EXERCISE DETAILS: Copy every line of the data below word for word, leaving out the pictures.

Image location labeling entries:
----------------
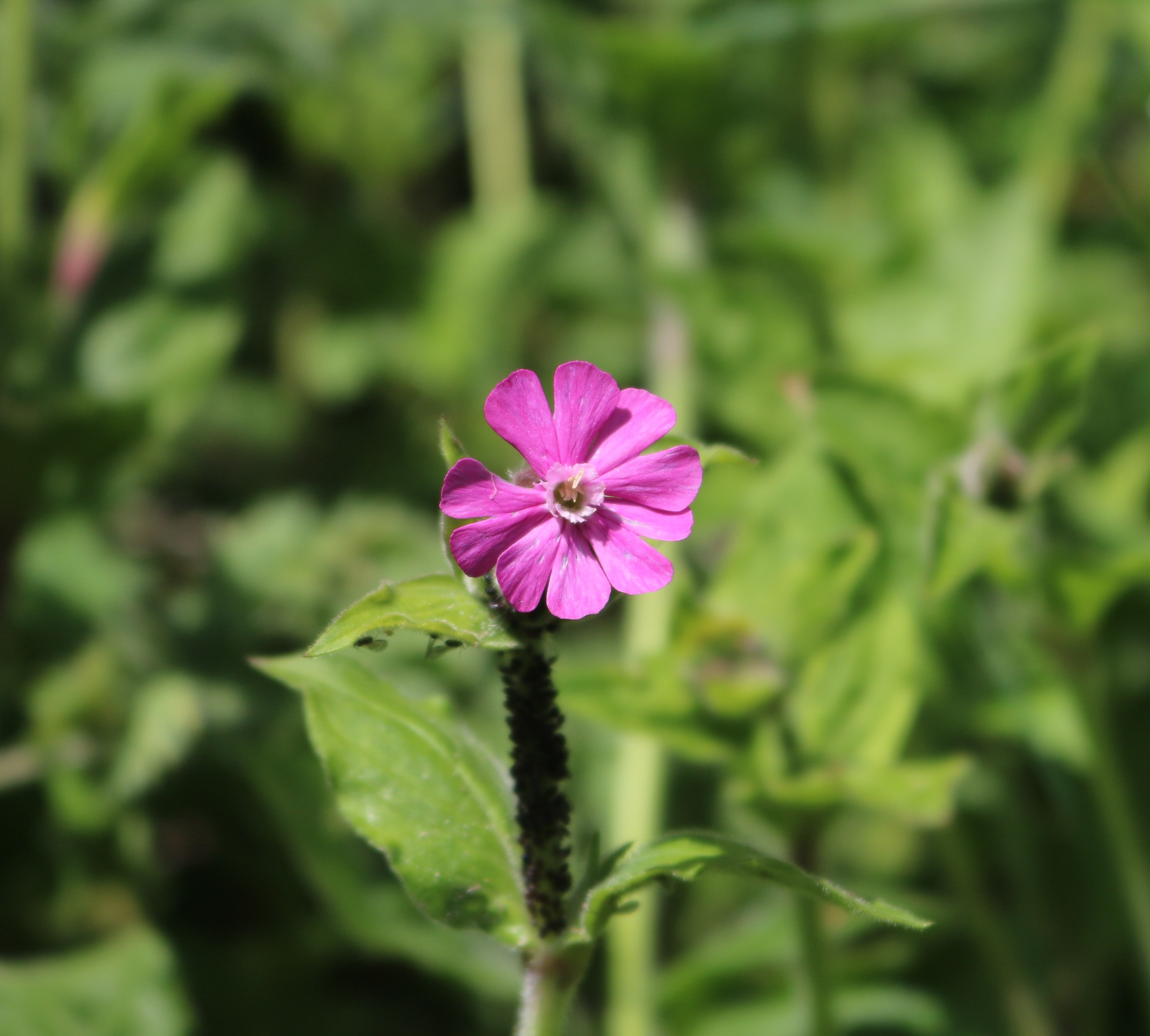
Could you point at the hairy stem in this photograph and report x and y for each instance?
(539, 769)
(1025, 1012)
(633, 939)
(550, 980)
(817, 983)
(817, 977)
(495, 105)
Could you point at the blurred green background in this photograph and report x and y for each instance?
(892, 251)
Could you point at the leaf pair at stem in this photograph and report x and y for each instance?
(421, 789)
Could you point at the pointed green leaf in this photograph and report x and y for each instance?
(436, 605)
(685, 856)
(420, 790)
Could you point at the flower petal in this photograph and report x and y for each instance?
(640, 419)
(472, 492)
(518, 411)
(667, 480)
(649, 522)
(525, 567)
(585, 399)
(579, 586)
(478, 547)
(632, 565)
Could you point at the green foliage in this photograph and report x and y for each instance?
(420, 790)
(685, 856)
(435, 605)
(126, 987)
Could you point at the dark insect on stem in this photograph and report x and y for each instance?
(539, 765)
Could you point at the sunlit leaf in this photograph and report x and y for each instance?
(210, 225)
(436, 605)
(420, 790)
(167, 718)
(687, 856)
(858, 696)
(125, 987)
(372, 910)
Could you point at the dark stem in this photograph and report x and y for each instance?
(539, 766)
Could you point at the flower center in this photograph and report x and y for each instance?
(574, 492)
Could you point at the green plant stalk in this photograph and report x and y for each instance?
(640, 773)
(550, 979)
(495, 106)
(641, 765)
(15, 75)
(1122, 826)
(818, 986)
(1025, 1012)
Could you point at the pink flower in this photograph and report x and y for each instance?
(574, 527)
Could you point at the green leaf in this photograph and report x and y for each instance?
(298, 563)
(420, 790)
(858, 696)
(126, 987)
(651, 699)
(209, 227)
(712, 455)
(372, 911)
(686, 856)
(70, 557)
(436, 605)
(451, 450)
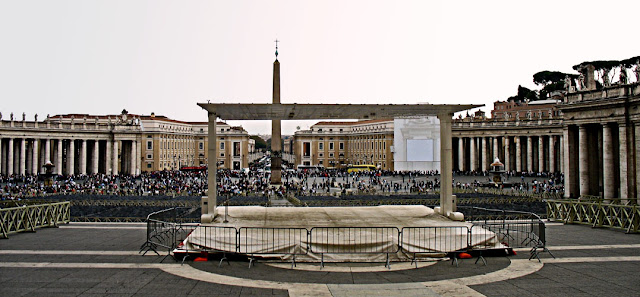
----------------
THE COMPLETED TASK:
Could you point at the hairy stem in this photograph and report x and y for each instance?
(539, 769)
(1025, 1012)
(633, 939)
(550, 980)
(817, 983)
(817, 977)
(495, 105)
Could you point at the blurred green background in this photograph and report x and y for each instance?
(892, 251)
Could you point at the leaf pair at stem in this photograph and report x and y for each instance?
(421, 789)
Could you point at the pointed green leaf in this photograph and report x and y for each instance?
(436, 605)
(685, 856)
(420, 790)
Could you point at the flower petal in this photograph and report x and y for each instance?
(640, 419)
(472, 492)
(518, 411)
(667, 480)
(649, 522)
(525, 567)
(585, 399)
(579, 586)
(478, 547)
(632, 565)
Could you point at the green foliage in this photograph and report x and y for each instance?
(420, 790)
(685, 856)
(435, 605)
(126, 987)
Could you point at the dark insect on stem in this photograph and report x and y for each instance?
(539, 765)
Could you point at the sunlit leaf in this photograph and report x and y for each instance?
(210, 225)
(436, 605)
(420, 790)
(167, 718)
(687, 856)
(858, 696)
(125, 987)
(372, 910)
Could you point at the dark stem in this photograph and report x and y for each instance?
(539, 766)
Could you point at the flower center in this photograph and report x and y for each instance?
(574, 492)
Could you point at the green plant stalk in this photograph and report x and y for each instance?
(640, 773)
(550, 979)
(495, 106)
(641, 765)
(15, 75)
(1122, 826)
(818, 986)
(1025, 1012)
Could you point at the pink flower in this photograph and report x and y for each instance?
(574, 527)
Could you point at the green leaf in this photograph and report x and y for each instance?
(298, 563)
(420, 790)
(858, 696)
(126, 987)
(651, 699)
(209, 227)
(712, 455)
(372, 911)
(686, 856)
(70, 557)
(436, 605)
(451, 450)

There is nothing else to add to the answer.